Passage shown
┄┄┄┄┄┄

Disfunction in bladder has consequences
I told you that a good train-ride story is a tale of transformation in which the protagonist arriving at his destination is a man changed forever. Such is my third train-ride tale.
On the evening of Sept. 25, 1919, Thomas Woodrow Wilson was aboard the Mayflower, the presidential train, when he developed difficulties breathing, facial twitching and nausea. The event followed a period in which he experienced worsening headaches, asthmatic attacks and congestive heart failure.
It was in the early days after World War I had ended. Wilson took the train journey — a grueling speaking tour that was supposed to start in Seattle, follow the Pacific Coast, and continue to Colorado and Kansas — in order to take his case to the people. His goal was to promote the idea of the Covenant of the League of Nations which he believed would discourage future military conflicts.
Wilson was only 63 at the time, but not a healthy man: at age 39 (1896), he felt pain in his right arm and numbness along the fingers of his hand. In 1904, he noticed weakness in his right hand. In 1906, he awoke with loss of vision in his left eye and weakness of his right arm.
And so, in 1919, while on a train journey on the Mayflower, it became evident that more of the same was about to happen. The train trip had to be terminated and the Mayflower sped back to Washington, D.C.
Three days after his arrival in Washington, D.C., President Wilson noticed a loss of feeling in his left hand. His left arm and leg were paralyzed, the left side of his face drooped. A neurologist diagnosed him with ischemic stroke.
A stroke is a medical condition in which the blood supply to a part of the brain is interrupted. Without proper blood flow, the affected part of the brain is deprived of oxygen and nutrients; it cannot function properly.
In the hours that followed, Wilson’s abdomen became distended and he could urinate only a few drops at a time.
Dr. Hugh Hampton Young, the preeminent urologist at the time, was summoned. In his autobiography, Dr. Young recalled that he found that “…the President has had gone thirty hours without voiding urine,” and that “His abdomen was hugely distended. He presented a sad picture as he lay there with his mouth drawn on one side and with paralytic left arm and leg. The condition was evidently desperate.”
I often see patients with a history of a stroke, or an injury to their spinal cord. These patients often sit in a wheelchair, or use a cane or a walker to ambulate. It is intuitively clear to them that they can’t move their arms, or legs because of their brain, or spinal cord injury, “but why doesn’t my bladder work?” They ask.
“The brain is like a light-switch,” I tell them, pointing at the light-switch on the wall. “Then, there is the spinal cord that contains many neurons which run like the electrical cords in the ceiling above us, connecting the light-switch to the light bulb. In this analogy,” I continue, “the light bulb is your bladder. Any damage to areas of the brain that control the bladder, any injury to the spinal cord that transmits messages to the bladder, could result in bladder dysfunction. If the light-switch wouldn’t work, if the electrical wire is damaged, there would be no light.”

┄┄┄┄┄┄

Information supplied
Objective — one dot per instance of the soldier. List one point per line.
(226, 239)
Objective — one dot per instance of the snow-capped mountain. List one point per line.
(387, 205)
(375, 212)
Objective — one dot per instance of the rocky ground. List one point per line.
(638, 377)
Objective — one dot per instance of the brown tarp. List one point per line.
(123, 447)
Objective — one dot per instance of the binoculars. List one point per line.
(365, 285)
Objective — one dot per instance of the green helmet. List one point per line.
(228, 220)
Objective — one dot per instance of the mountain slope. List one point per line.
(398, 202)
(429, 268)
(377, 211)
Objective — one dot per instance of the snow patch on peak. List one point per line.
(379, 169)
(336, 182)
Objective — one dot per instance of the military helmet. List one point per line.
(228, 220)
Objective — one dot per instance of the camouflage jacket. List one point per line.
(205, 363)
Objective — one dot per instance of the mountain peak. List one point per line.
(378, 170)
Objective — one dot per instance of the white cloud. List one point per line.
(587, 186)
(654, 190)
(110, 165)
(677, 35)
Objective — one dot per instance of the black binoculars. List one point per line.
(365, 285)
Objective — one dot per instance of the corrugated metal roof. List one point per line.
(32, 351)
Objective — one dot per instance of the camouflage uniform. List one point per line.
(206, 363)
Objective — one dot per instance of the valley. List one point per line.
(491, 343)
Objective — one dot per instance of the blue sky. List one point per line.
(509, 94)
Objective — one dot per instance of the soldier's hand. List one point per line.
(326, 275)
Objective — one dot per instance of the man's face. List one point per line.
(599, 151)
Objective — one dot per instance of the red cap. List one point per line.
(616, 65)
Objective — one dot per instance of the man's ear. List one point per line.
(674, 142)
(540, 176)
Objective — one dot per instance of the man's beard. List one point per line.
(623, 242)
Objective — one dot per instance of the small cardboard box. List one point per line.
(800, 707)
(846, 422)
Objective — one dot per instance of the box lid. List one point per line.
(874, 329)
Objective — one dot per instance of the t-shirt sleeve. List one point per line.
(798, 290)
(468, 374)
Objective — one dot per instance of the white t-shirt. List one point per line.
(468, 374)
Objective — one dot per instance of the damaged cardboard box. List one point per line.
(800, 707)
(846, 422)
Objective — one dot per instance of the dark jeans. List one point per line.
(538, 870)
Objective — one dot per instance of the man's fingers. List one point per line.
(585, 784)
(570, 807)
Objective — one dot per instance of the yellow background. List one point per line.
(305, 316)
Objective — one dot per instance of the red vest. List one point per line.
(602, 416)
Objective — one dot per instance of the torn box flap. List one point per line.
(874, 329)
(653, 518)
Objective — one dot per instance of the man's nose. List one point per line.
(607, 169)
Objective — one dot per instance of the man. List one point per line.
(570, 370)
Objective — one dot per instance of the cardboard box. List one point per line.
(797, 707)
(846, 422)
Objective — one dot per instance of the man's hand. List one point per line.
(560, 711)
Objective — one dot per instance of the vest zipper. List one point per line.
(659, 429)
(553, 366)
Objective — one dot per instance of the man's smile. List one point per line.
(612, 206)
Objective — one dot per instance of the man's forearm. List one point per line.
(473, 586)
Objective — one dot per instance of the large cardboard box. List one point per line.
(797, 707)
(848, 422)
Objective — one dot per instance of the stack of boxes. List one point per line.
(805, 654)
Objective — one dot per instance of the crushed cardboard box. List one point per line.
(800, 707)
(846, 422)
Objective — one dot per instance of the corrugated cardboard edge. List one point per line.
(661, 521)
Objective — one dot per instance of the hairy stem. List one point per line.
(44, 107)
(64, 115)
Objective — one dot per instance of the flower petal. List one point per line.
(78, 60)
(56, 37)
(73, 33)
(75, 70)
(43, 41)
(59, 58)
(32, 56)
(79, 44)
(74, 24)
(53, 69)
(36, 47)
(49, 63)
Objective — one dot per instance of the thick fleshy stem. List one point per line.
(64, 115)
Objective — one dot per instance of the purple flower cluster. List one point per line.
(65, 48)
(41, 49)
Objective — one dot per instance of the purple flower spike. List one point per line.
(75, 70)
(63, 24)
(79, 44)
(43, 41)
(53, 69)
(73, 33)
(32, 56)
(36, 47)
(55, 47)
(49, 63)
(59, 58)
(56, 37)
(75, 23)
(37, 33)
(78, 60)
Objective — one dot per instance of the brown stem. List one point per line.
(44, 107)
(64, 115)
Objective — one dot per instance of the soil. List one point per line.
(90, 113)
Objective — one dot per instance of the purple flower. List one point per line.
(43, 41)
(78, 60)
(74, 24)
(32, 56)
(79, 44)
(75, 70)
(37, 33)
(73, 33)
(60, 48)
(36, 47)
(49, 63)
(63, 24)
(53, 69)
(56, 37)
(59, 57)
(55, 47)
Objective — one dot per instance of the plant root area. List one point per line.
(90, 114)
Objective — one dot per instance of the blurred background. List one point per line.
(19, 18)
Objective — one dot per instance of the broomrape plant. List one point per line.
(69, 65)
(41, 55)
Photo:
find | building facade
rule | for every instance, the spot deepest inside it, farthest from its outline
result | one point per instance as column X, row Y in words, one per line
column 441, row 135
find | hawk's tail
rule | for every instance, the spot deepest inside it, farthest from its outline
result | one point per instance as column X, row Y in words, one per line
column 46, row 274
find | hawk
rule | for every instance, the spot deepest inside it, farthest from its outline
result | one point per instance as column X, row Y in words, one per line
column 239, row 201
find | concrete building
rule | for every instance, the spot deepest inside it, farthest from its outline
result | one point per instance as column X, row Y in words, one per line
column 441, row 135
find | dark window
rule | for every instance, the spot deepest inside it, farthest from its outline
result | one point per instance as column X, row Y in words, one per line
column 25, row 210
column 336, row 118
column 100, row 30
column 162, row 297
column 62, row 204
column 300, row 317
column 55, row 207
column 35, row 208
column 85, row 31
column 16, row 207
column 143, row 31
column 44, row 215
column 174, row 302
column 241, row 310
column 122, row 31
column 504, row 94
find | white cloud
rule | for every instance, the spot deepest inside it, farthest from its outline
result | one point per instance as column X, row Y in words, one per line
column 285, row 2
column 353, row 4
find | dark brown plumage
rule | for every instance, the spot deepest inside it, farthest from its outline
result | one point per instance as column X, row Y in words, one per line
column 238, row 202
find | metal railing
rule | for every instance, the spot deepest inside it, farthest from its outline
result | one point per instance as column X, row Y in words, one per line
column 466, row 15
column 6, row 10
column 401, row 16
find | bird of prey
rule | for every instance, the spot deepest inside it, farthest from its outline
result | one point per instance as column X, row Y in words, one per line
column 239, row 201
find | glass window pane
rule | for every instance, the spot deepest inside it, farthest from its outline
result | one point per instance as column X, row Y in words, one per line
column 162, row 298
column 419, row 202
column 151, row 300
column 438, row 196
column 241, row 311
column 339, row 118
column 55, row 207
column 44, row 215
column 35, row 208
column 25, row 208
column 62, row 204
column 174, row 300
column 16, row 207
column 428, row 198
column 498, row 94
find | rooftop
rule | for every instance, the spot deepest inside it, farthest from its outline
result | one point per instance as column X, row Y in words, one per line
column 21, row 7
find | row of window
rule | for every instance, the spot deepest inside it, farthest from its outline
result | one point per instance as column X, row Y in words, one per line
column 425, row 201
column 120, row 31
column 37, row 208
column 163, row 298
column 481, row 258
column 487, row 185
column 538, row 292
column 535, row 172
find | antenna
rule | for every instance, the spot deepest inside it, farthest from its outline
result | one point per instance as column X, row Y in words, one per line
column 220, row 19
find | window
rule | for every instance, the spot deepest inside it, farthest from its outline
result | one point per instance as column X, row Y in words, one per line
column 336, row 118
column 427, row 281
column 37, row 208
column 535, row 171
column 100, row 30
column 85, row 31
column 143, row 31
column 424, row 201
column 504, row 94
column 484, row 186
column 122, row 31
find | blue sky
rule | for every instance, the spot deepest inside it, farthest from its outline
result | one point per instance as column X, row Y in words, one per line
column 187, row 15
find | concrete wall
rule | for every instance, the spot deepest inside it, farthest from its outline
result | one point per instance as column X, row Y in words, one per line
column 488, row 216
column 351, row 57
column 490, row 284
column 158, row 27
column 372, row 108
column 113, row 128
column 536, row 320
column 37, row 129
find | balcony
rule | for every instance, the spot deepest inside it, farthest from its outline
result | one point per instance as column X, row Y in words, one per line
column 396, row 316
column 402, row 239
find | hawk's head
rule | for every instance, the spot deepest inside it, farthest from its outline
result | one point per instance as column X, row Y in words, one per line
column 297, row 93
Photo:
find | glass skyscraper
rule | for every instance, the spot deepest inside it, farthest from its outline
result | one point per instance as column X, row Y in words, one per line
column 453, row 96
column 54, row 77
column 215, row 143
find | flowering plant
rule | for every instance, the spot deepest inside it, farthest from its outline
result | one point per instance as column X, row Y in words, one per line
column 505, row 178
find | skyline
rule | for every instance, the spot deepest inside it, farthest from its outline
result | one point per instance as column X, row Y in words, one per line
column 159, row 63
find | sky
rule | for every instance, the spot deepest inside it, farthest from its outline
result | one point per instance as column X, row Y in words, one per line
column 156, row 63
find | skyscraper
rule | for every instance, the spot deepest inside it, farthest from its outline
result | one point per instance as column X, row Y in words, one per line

┄┄┄┄┄┄

Exercise requirements
In the passage about Woodrow Wilson's 1919 train journey, how long does Dr. Hugh Hampton Young say the President had gone without voiding urine?

Worked solution
Thirty hours.